**Extracted text**
BEGIN
Botanical beauty

We take a look at some of the health and beauty benefits of botanicals

Chamomile

“Chamomile was used by the Egyptians, Greeks and Romans to treat wounds and promote healing,” explains naturopath and energy healer Britta Hochkeppel (vitaserena.co.uk). “It is very high in antioxidants, is anti-inflammatory, rich in essential oils and is very calming.

It helps to reduce the appearance of wrinkles, fine lines and scars and helps to speed up cell regeneration. Like aloe vera, it can be used on the inside and the outside of the body.

For example, you can brew up some fresh chamomile loose leaf tea to drink and afterwards you can use the residue as a face mask. There are lots of recipes for how to do this online. Chamomile can also be used as a make-up remover as it is gentle and nurturing. Chamomile works on the inside to help soothe stress – a lot of skin imbalances come about as a result of stress. So working from the inside to calm the nervous system is fantastic for the skin. Organic chamomile tinctures are really great and you can also look for it in skincare products.”
END
**Extracted data**
BEGIN
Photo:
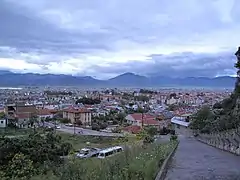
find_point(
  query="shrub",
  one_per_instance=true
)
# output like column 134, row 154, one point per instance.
column 174, row 138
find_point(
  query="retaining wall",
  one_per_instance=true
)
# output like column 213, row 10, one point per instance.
column 228, row 141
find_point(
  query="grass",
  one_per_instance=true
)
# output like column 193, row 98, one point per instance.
column 80, row 141
column 15, row 132
column 135, row 163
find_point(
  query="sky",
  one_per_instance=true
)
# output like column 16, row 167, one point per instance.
column 102, row 39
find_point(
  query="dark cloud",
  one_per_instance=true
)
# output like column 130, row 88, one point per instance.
column 179, row 65
column 42, row 32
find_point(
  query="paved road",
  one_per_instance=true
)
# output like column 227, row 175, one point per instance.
column 86, row 132
column 194, row 160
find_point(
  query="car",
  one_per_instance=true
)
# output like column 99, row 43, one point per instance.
column 88, row 152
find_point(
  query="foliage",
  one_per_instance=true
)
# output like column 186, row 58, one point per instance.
column 65, row 120
column 20, row 167
column 88, row 101
column 173, row 138
column 141, row 98
column 148, row 139
column 134, row 163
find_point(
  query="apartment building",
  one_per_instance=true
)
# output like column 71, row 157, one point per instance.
column 20, row 112
column 78, row 114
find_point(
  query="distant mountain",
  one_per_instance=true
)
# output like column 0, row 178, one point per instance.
column 124, row 80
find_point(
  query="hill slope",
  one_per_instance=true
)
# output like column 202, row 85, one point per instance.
column 124, row 80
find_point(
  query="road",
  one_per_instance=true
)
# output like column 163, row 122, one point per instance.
column 194, row 160
column 86, row 132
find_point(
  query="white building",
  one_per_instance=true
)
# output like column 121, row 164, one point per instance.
column 3, row 123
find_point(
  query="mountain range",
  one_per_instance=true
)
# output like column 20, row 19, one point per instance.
column 10, row 79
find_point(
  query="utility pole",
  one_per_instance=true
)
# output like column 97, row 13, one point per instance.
column 74, row 130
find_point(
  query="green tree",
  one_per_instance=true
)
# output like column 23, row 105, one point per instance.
column 20, row 167
column 152, row 131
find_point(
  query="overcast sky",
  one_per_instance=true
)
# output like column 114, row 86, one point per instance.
column 104, row 38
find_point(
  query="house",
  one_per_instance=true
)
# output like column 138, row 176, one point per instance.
column 3, row 123
column 78, row 114
column 139, row 119
column 132, row 129
column 20, row 113
column 45, row 113
column 180, row 125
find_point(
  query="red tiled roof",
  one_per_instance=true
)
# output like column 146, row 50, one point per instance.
column 150, row 122
column 23, row 115
column 132, row 129
column 45, row 112
column 80, row 110
column 138, row 116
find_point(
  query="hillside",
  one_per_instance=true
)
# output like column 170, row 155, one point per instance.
column 223, row 115
column 124, row 80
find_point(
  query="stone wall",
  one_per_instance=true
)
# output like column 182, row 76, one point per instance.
column 228, row 141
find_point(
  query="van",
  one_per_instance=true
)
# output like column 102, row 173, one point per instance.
column 109, row 152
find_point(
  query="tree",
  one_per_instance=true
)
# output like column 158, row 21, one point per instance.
column 121, row 117
column 65, row 120
column 79, row 122
column 20, row 167
column 152, row 131
column 201, row 118
column 88, row 101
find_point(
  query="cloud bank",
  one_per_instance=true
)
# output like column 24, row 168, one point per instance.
column 110, row 37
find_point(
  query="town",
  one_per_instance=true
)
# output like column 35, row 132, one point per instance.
column 102, row 112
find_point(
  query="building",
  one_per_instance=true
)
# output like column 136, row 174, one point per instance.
column 3, row 123
column 78, row 114
column 19, row 113
column 180, row 125
column 139, row 119
column 45, row 113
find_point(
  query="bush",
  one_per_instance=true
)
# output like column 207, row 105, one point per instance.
column 134, row 163
column 95, row 127
column 173, row 138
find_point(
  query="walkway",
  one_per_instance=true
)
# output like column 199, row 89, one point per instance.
column 194, row 160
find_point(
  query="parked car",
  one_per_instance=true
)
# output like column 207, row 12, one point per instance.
column 88, row 152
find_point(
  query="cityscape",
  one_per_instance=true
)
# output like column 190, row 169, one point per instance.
column 119, row 90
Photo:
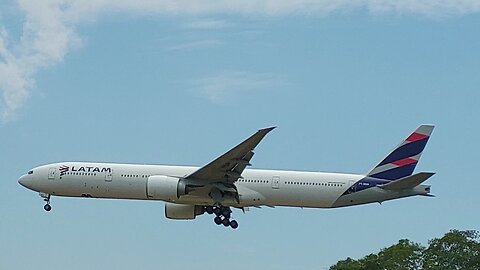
END
**Actions to take**
- a) Can you rewrite the paragraph of the botanical beauty article that begins "For example, you can brew up" as a bulleted list that keeps its main facts?
- b) What properties does the botanical beauty article give chamomile in the sentence beginning "It is very high in antioxidants"? List every one.
- c) Can you write the next part of the botanical beauty article, starting after its last sentence?

**Set of answers**
- a)
- Brew fresh chamomile loose leaf tea to drink, then use the residue as a face mask. Many recipes for this are online.
- Use chamomile as a make-up remover because it is gentle and nurturing.
- Taken internally, chamomile helps soothe stress, a common cause of skin imbalances. Calming the nervous system from the inside is fantastic for the skin.
- Organic chamomile tinctures are really great, and chamomile also appears in skincare products.

- b)
- Very high in antioxidants
- Anti-inflammatory
- Rich in essential oils
- Very calming

- c)
Calendula

More commonly known as pot marigold, calendula can often be found as one of the ingredients in natural beauty products, and for good reason. “Calendula has anti-inflammatory, anti-fungal and wound-healing properties,” says Britta Hochkeppel. “It has a very high level of flavonoids and carotenes and it is primarily used to heal damaged skin. It is particularly helpful for people who suffer with acne and it is proven to help with dry skin. You must be careful if you are sensitive to ragwort and ragweed, however, and it should not be used during pregnancy. Creams containing calendula are both soothing and antibacterial, so very good for eczema and acne.”

Rose

“There’s a timeless nature to the use of rose,” says Louise Westra, a naturopath with a Master’s degree in Western herbal medicine (www.louisewestra.com). “This is perhaps due to that fact that the list of beautifying benefits of rose is seemingly endless: antimicrobial, antioxidant, anti-inflammatory, aromatherapeutic … Let’s start with the scent, which is well known for its ability to soothe stress and uplift to promote a more positive outlook. It’s always helpful for our skin to have us feeling under less duress! Rose is renowned for its skin-soothing, calming properties, making it a common feature in redness, rosacea and eczema treatments. Rose also naturally combats bacteria, which makes it perfect for those susceptible to blemishes and breakouts. It also retains moisture so it can provide instant relief for dry and dehydrated skin types. Chock full of vitamin C, rose provides some protection from the daily environmental rigours of life and helps protect us against the ageing effects of free radicals.”

Aloe vera

“The aloe vera plant is an amazing all-round tool for beauty and health,” explains Britta Hochkeppel.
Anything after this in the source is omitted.